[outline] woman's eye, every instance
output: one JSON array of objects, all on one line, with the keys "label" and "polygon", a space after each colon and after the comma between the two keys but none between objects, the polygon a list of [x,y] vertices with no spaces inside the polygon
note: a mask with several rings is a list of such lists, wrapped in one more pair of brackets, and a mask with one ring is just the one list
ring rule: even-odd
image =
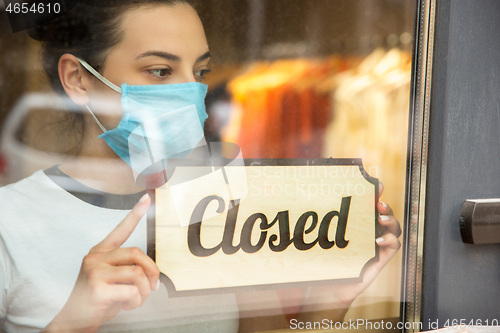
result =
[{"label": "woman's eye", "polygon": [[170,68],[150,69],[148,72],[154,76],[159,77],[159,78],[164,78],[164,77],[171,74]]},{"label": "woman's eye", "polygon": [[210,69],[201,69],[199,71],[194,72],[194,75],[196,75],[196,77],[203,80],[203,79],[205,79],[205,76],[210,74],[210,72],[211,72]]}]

- - - - -

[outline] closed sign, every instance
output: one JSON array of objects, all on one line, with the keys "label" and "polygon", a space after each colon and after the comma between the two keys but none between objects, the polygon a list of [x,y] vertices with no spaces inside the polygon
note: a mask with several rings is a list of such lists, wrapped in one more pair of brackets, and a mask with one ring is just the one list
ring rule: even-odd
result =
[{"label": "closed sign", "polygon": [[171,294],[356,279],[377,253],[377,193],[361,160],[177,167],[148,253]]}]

- - - - -

# [Exercise goal]
Go through the listing, find each line with the word "instance", and copy it.

# [Solution to this task]
[outline] woman's eye, every instance
[outline] closed sign, every instance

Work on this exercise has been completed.